-- START Provided material --

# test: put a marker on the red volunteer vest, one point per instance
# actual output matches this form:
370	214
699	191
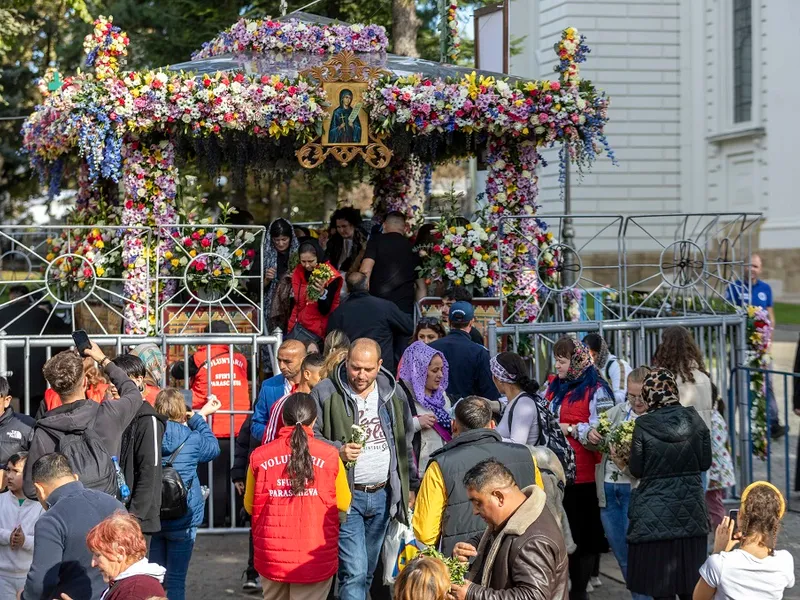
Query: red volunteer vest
219	366
305	312
295	538
94	392
585	460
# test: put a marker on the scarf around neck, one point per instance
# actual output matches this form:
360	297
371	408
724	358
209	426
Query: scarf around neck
414	371
582	380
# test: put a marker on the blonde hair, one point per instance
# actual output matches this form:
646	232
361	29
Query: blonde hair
638	375
170	403
424	578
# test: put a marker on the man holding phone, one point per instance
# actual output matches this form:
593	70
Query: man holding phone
86	432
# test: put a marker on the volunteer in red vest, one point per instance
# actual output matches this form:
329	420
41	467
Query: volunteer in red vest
312	315
578	395
297	479
209	373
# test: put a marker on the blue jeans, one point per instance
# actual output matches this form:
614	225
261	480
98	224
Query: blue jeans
173	551
615	523
360	543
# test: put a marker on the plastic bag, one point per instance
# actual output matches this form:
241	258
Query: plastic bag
399	547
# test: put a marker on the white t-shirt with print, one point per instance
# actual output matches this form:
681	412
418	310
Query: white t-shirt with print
372	466
738	575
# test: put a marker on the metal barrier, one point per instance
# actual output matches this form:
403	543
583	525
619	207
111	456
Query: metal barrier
182	346
758	469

-- END Provided material --

Written task>
Rewrite all of the rows above, changing every "put a marker on" to "place a point on" and keeping everything else the same. Leave the pictures out.

The reply>
# test: place a point on the red volunteer vest, one point per instance
# actual output matches this form:
370	214
699	191
Query: red volunteer vest
219	366
305	312
295	538
94	392
585	460
# test: place a point on the scarf around neck, one point per instance
# actual output matches this form:
360	297
371	408
724	358
209	426
Query: scarf around neck
414	371
582	380
# test: place a point on the blonde hair, one point per instance
# actual output matches this form:
646	232
361	29
Query: blonde hair
638	375
170	403
424	578
# test: place a point on the man holding phone, one point per instance
# actual output matches this form:
593	70
Query: man holding phone
86	432
# test: place a point on the volunteer in red vest, one point per instance
# actual output matches this form:
329	420
41	467
Query: volunteer in red vest
312	315
578	395
297	479
209	373
# test: place a point on the blue jeans, one point per instance
# actual output matches this form:
614	225
261	480
98	224
Query: blue jeans
173	551
615	523
360	543
# test: place a point on the plastic bag, one point per instance
# actual output matches this form:
241	258
Query: plastic bag
399	547
# test: place a point on the white t-shirt with print, one point per instance
# actual output matches this form:
681	412
418	310
Query: white t-shirt with print
372	466
738	575
# test: place a point on the metal barrier, one point per instance
# actual output matches this form:
403	543
583	525
619	207
111	456
Query: metal barrier
182	346
758	469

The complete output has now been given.